*Data supplied*.
+++
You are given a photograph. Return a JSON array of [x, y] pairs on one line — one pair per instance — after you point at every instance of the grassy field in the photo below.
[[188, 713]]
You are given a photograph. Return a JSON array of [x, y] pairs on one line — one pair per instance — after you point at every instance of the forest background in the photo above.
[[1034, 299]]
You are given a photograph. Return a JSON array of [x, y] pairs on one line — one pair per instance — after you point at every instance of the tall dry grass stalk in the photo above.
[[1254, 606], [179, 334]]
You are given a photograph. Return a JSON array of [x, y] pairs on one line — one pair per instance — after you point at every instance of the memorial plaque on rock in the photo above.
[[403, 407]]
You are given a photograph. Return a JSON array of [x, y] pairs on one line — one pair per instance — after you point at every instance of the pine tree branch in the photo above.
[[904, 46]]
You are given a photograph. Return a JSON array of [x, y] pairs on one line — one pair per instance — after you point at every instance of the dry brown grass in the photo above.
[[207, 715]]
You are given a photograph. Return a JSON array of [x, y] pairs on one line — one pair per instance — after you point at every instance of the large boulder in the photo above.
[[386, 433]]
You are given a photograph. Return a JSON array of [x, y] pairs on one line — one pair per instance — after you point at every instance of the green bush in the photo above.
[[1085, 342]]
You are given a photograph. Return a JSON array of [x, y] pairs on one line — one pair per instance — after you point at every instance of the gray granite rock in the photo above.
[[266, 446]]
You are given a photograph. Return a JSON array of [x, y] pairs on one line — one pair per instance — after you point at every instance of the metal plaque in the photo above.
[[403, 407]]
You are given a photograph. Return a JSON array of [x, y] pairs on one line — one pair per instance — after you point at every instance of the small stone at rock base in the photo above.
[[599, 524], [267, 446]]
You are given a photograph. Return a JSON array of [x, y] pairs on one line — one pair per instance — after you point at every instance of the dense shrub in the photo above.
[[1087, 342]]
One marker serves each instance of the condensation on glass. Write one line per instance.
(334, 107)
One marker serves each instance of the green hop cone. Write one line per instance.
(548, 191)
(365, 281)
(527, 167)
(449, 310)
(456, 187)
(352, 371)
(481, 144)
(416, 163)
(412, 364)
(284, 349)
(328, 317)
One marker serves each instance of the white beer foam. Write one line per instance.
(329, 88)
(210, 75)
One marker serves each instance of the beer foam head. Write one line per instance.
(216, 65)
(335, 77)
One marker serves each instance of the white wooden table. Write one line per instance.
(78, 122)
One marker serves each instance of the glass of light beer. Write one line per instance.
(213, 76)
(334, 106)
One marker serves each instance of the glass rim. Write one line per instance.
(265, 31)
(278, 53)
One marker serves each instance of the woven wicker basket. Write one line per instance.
+++
*The task*. Would you copy out each record precisely as it stands?

*Answer for the task*.
You are given a photograph. Return a JSON array of [x, y] pairs on one line — one pair per instance — after you point at every instance of the grassy field in the photo below.
[[188, 713]]
You are given a photograph. Return a JSON array of [x, y] pairs on one line — one pair per instance — after you point at every instance of the forest background in the photo above.
[[1034, 299]]
You are given a photograph. Return a JSON array of [x, y] pairs on one line — one pair per instance — after you point at every instance of the tall dry grass stalk in the photo above.
[[1254, 606], [179, 334]]
You are given a photograph. Return a JSON array of [x, y] pairs on one line — one pair per instance — after you point at every instance of the memorial plaque on rock in the photo above.
[[403, 407]]
You are given a photograph. Return a JSON array of [x, y] pairs on one line — one pair per instance — after you point at every instance of the pine tree branch in the photo above.
[[904, 46]]
You are given a photograph. Return a JSON array of [x, y] pairs on one line — one pair per instance — after you point at every instance of the dry brown grass in the photo above.
[[207, 715]]
You are given a photograph. Return a JSON array of [x, y] pairs on one line — one pair per instance — after you point at every instance of the large boulder in the photo above.
[[386, 433]]
You are given a photograph. Return a JSON array of [x, y] pairs on one line — one pair per instance — after you point at every instance of the green bush in the photo above.
[[1085, 342]]
You are given a photograph. Return a JSON array of [x, y] pairs on one line — one pair per instance — after you point at every instance of the gray granite rock in the photo above.
[[266, 446]]
You are given a photograph. Return a JSON array of [x, y] pairs on one line — one pair per instance — after you point at every instance of the metal plaque in the photo above.
[[403, 407]]
You are given a photograph. Return a JSON array of [x, y] pairs on one line — one pair per instance — after you point at every instance of the small stone at rock base in the photo above.
[[599, 524], [267, 446]]
You are given a photograph. Return a JSON array of [x, y] pairs on one line — one pair per instance — after you point at every instance of the dense shrub in the photo above.
[[1087, 342]]
One marker serves each instance of the condensation on glass. Write one line per instance.
(334, 107)
One marker serves each instance of the green hop cone. Write one line per instance.
(548, 191)
(365, 281)
(527, 167)
(449, 310)
(456, 187)
(352, 371)
(481, 144)
(416, 163)
(412, 364)
(284, 349)
(328, 317)
One marker serves each instance of the white beer foam. Write one line per instance.
(329, 88)
(210, 75)
One marker serves each instance of the beer foam head. Write one line per instance.
(216, 65)
(335, 77)
One marker serves each instance of the white wooden table. Write one line per instance.
(78, 122)
One marker serves each instance of the glass of light beer. Write one line per instance.
(213, 76)
(334, 106)
One marker serves each instance of the glass rim. Write one line per instance.
(265, 31)
(278, 53)
One marker serves each instance of the woven wicker basket. Write one line per instance.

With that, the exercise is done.